● Work order: Below are the records. Gather each line that holds "Query".

● Task inputs:
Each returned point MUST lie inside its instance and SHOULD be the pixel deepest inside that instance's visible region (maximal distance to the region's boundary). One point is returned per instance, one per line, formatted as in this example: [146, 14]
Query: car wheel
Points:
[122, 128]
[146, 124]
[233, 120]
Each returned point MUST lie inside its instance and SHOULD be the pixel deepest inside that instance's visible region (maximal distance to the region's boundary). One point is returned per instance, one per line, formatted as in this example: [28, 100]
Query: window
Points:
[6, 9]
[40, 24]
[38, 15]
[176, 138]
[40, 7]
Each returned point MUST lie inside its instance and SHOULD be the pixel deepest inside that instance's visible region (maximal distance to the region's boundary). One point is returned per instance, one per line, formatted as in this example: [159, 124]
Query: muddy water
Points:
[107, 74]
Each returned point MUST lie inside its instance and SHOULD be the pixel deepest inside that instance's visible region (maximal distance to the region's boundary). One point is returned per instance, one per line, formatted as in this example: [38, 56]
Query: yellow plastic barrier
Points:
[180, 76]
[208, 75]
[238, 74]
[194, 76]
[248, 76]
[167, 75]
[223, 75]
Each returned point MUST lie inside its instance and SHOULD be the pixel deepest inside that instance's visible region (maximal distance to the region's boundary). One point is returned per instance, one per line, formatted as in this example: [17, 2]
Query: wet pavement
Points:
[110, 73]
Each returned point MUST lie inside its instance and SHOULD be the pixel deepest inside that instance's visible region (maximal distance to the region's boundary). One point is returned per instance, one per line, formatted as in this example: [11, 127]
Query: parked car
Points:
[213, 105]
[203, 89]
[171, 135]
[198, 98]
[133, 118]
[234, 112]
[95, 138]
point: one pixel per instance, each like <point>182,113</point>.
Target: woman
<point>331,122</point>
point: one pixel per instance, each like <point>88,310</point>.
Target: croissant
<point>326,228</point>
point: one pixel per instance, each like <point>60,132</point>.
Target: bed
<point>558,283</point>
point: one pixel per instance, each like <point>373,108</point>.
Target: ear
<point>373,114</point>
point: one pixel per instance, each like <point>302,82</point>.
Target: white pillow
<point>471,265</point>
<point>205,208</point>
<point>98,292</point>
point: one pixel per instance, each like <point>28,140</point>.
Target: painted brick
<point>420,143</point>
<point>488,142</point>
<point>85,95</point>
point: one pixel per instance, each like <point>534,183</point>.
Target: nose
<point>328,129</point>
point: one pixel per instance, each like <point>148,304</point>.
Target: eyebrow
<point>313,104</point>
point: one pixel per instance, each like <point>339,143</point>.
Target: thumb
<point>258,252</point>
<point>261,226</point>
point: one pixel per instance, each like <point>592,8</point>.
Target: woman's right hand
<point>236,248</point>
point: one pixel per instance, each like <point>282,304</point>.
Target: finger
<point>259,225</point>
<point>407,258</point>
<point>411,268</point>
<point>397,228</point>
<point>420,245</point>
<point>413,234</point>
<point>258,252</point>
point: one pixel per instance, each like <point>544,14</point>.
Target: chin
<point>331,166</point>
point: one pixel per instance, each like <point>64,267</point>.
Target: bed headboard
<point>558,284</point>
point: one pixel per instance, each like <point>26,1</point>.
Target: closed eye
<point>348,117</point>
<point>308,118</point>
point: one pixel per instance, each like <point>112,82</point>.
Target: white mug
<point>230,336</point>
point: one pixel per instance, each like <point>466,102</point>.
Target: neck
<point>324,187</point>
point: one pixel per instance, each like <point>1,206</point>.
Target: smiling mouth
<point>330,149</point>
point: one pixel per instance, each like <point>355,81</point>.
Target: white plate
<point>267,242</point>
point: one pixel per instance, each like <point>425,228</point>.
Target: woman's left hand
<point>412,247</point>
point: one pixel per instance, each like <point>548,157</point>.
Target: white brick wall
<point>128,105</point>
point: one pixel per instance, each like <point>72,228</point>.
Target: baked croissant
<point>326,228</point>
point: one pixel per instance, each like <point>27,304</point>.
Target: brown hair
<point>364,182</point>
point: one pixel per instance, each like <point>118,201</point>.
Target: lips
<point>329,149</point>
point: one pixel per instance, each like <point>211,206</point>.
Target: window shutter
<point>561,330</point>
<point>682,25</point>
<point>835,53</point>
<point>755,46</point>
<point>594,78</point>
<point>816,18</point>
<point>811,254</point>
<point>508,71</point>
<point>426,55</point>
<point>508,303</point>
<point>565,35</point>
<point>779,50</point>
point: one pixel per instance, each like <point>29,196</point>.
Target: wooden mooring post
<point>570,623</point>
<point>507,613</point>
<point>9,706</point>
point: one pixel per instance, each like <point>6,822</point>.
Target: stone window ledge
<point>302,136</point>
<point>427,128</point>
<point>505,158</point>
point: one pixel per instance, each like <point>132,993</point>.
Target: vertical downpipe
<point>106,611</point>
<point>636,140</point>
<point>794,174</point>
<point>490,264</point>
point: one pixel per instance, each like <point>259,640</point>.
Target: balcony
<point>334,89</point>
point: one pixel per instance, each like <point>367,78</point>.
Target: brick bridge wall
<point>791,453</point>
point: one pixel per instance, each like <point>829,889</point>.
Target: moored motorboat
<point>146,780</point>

● Answer for this exercise:
Query: car wheel
Query: window
Query: muddy water
Query: yellow plastic barrier
Query: wet pavement
Query: parked car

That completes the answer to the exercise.